[DATA IN THIS EXERCISE Boundary: Start]
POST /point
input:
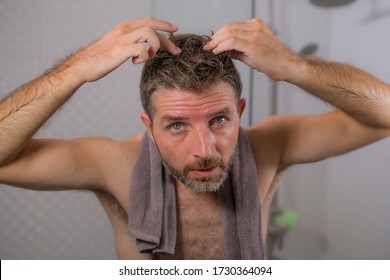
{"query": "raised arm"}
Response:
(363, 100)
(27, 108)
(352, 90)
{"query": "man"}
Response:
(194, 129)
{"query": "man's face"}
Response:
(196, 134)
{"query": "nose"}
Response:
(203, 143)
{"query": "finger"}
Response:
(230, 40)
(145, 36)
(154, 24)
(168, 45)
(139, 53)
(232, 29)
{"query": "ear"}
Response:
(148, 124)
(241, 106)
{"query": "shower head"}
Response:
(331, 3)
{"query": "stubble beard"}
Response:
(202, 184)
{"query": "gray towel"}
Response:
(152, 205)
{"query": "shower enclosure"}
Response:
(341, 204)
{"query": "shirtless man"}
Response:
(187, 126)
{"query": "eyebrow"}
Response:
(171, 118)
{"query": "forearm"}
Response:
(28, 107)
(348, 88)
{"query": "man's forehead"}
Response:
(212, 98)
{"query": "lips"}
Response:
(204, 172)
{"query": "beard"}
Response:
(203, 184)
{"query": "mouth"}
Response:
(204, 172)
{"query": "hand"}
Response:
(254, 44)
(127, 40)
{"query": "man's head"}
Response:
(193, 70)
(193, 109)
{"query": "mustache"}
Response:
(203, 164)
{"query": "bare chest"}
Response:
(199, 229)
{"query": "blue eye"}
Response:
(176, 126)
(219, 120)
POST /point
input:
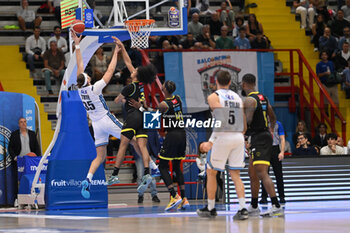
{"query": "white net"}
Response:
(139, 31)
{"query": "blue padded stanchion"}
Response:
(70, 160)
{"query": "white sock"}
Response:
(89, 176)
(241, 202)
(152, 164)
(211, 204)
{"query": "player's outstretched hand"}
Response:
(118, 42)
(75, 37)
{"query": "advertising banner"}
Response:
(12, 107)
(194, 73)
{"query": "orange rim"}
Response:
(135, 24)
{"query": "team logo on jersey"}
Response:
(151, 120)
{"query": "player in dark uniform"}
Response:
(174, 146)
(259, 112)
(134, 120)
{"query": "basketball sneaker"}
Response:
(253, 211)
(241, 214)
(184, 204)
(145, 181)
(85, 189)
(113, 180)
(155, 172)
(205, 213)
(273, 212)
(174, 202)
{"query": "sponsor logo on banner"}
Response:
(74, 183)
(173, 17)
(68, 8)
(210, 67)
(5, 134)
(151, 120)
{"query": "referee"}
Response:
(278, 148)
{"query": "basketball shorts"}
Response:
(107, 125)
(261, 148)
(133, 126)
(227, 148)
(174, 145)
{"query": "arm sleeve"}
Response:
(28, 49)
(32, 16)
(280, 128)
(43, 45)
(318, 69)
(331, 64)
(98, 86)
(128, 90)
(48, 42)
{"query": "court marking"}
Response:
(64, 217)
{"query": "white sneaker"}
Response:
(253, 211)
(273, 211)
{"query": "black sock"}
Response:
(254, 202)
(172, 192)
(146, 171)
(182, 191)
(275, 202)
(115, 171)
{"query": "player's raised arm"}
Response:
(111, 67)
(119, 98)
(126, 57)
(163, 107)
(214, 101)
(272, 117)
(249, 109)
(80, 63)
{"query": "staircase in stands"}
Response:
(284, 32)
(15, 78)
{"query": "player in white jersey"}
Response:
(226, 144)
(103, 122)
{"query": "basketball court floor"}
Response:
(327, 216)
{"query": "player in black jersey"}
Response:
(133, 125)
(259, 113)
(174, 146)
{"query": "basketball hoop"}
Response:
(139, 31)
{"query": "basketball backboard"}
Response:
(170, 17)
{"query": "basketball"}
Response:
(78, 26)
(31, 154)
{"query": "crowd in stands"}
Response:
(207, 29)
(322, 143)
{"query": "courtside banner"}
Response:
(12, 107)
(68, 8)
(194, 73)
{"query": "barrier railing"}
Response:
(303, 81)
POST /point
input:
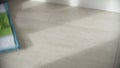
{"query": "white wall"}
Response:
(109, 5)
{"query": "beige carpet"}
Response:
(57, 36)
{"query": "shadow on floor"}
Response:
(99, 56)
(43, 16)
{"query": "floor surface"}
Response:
[DATA IN THIS EXERCISE Boundary: End]
[DATA IN THIS EXERCISE Boundary: Start]
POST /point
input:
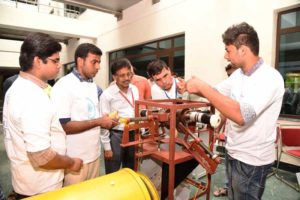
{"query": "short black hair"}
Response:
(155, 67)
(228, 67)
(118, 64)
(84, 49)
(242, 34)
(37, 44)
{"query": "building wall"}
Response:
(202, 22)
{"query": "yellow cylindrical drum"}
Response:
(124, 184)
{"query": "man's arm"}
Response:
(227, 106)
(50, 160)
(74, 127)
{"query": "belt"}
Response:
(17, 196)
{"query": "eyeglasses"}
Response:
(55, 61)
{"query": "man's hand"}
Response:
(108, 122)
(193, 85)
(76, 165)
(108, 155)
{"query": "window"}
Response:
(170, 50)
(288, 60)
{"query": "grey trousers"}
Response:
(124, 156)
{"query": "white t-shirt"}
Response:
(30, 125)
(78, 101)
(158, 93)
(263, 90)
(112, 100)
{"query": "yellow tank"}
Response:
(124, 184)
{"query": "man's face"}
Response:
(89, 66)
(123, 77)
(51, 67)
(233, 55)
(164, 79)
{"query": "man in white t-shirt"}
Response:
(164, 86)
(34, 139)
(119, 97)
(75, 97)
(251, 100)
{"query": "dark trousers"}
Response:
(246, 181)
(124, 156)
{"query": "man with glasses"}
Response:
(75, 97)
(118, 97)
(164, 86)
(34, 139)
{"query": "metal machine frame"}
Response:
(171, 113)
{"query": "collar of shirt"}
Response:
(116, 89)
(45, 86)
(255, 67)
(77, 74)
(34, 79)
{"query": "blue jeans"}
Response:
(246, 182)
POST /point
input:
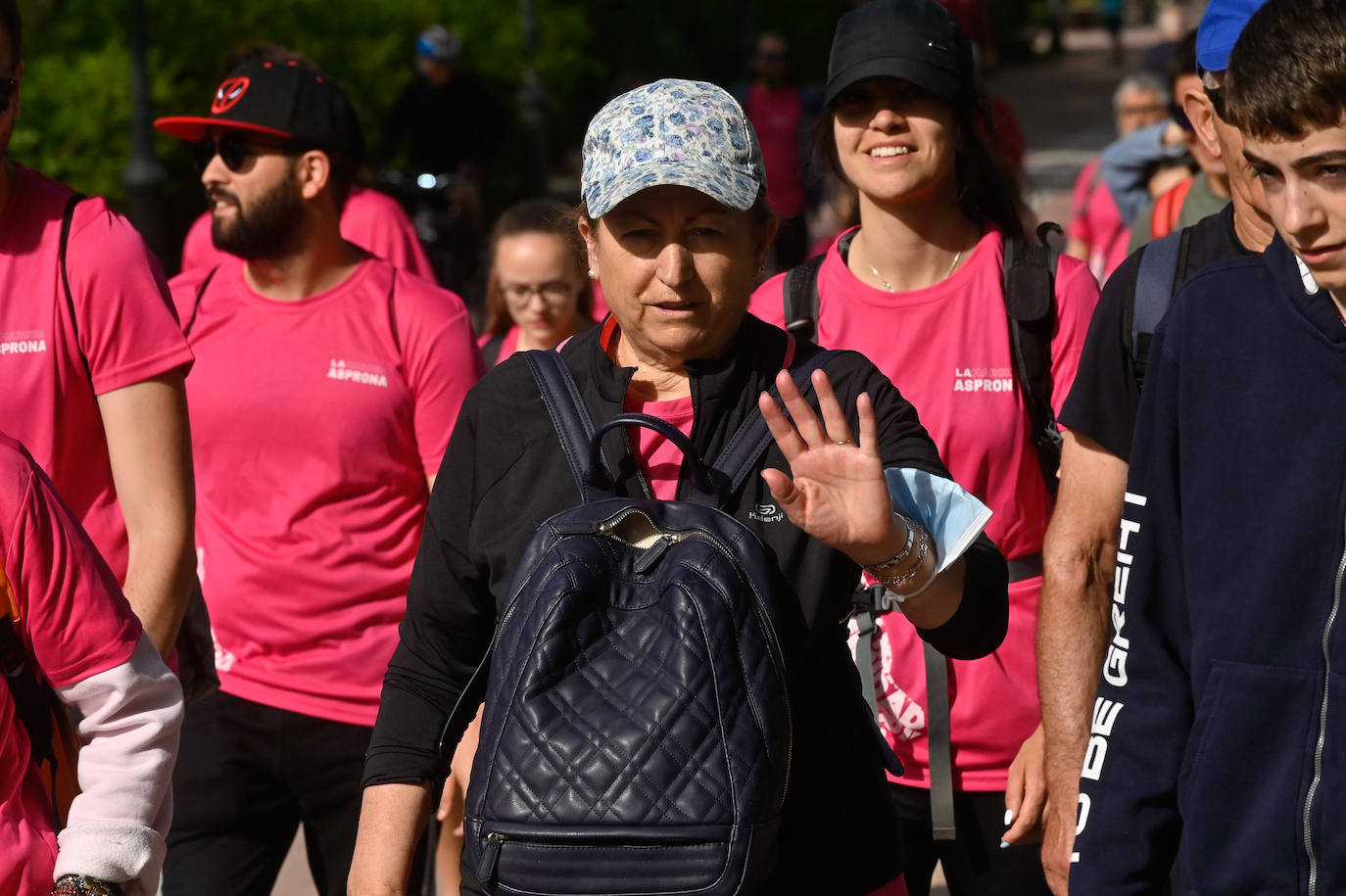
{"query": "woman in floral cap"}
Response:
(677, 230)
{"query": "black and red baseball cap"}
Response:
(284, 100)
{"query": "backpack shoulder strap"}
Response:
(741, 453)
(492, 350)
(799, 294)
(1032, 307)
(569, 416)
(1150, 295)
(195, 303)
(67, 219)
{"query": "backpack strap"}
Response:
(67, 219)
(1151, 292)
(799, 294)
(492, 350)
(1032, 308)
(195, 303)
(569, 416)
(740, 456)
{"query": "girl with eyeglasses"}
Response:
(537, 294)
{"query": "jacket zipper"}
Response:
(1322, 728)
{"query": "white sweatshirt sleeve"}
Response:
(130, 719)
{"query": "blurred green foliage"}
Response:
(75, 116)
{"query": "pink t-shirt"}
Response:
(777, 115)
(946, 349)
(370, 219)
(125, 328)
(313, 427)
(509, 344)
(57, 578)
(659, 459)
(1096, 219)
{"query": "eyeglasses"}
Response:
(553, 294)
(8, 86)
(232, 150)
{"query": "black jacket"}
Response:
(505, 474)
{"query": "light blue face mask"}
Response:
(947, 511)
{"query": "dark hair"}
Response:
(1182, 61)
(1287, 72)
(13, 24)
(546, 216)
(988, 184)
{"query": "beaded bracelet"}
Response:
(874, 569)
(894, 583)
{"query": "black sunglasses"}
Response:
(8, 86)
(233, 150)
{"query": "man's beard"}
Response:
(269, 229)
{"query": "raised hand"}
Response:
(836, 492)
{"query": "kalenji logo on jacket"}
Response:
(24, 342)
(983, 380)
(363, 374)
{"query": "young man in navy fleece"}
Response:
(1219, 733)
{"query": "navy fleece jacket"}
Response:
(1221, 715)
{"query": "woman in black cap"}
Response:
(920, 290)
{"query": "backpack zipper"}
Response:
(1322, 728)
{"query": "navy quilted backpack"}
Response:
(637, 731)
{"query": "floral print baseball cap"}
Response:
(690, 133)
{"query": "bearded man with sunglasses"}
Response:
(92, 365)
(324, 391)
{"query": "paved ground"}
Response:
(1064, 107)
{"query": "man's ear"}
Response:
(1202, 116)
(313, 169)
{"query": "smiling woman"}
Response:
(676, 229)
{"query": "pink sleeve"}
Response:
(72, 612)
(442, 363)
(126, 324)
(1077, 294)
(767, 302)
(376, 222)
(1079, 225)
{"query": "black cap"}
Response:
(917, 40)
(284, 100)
[DATA IN THIS EXERCISE Boundary: End]
[DATA IN THIS EXERCISE Boundary: Start]
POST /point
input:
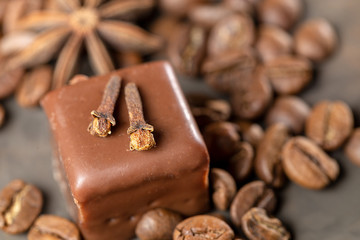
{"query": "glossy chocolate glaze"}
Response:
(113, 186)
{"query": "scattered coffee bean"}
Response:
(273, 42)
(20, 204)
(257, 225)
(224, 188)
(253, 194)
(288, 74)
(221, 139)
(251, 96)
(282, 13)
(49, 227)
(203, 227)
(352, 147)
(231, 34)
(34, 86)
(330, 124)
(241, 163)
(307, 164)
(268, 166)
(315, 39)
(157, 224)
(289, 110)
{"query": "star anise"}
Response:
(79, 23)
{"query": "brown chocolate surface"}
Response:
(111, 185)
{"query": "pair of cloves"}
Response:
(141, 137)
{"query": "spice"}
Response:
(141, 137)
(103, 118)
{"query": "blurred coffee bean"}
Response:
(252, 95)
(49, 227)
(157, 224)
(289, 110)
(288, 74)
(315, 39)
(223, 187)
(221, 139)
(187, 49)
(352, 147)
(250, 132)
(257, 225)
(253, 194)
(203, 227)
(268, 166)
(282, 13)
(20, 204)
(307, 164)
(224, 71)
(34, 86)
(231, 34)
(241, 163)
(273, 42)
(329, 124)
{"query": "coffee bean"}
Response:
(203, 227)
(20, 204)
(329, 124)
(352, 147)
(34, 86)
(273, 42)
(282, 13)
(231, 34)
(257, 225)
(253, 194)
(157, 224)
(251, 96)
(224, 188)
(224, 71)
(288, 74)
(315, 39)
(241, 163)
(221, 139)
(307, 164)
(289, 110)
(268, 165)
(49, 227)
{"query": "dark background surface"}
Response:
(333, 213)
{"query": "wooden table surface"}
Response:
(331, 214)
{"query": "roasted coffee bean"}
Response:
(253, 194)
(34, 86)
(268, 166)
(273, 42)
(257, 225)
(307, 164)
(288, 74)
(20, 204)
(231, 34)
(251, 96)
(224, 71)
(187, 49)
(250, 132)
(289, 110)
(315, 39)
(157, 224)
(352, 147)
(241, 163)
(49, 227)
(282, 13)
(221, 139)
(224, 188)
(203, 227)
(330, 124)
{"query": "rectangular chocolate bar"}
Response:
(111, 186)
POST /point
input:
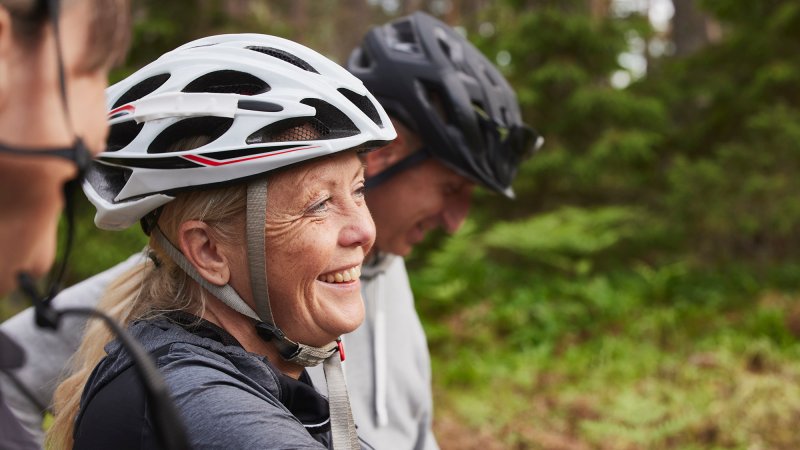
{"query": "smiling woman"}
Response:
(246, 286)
[DATA IN THIS EXERCISE Boundary: End]
WHAT IS REQUIRED:
Select every line in the material above where the string "floral" occurs, and copy it.

EXERCISE ANSWER:
{"query": "woman in floral cap"}
{"query": "floral print baseball cap"}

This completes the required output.